- **Working data**
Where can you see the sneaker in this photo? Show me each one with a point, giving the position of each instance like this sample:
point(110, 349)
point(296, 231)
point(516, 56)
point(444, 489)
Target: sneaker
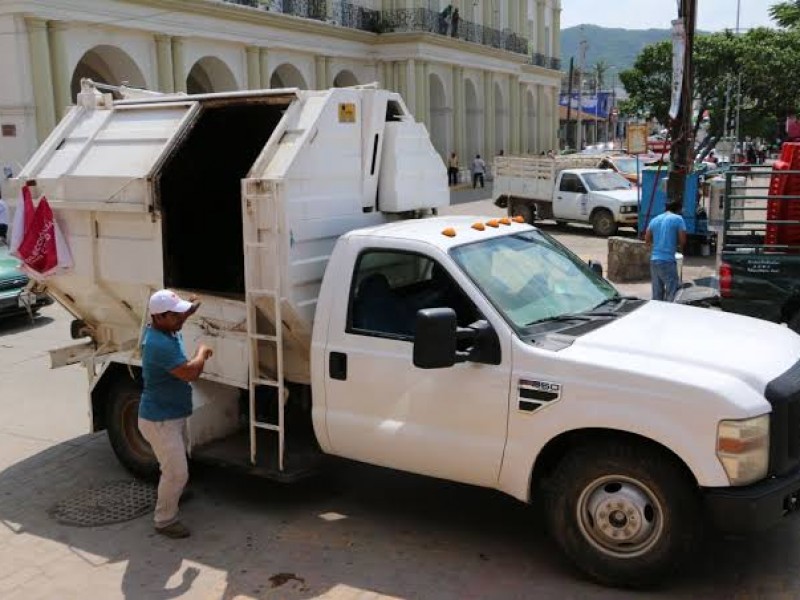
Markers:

- **Problem to solve**
Please express each line of the items above as a JSON list of strings, one string per line, with blank lines left out. Leave the pictures out of your answer.

- **Answer to this problem**
[
  "Where can you see the sneaker in this photo? Show me each one with a point, giving the position of each instance like this sample:",
  "point(110, 349)",
  "point(296, 231)",
  "point(516, 56)",
  "point(444, 489)",
  "Target: sneaker",
  "Markers:"
]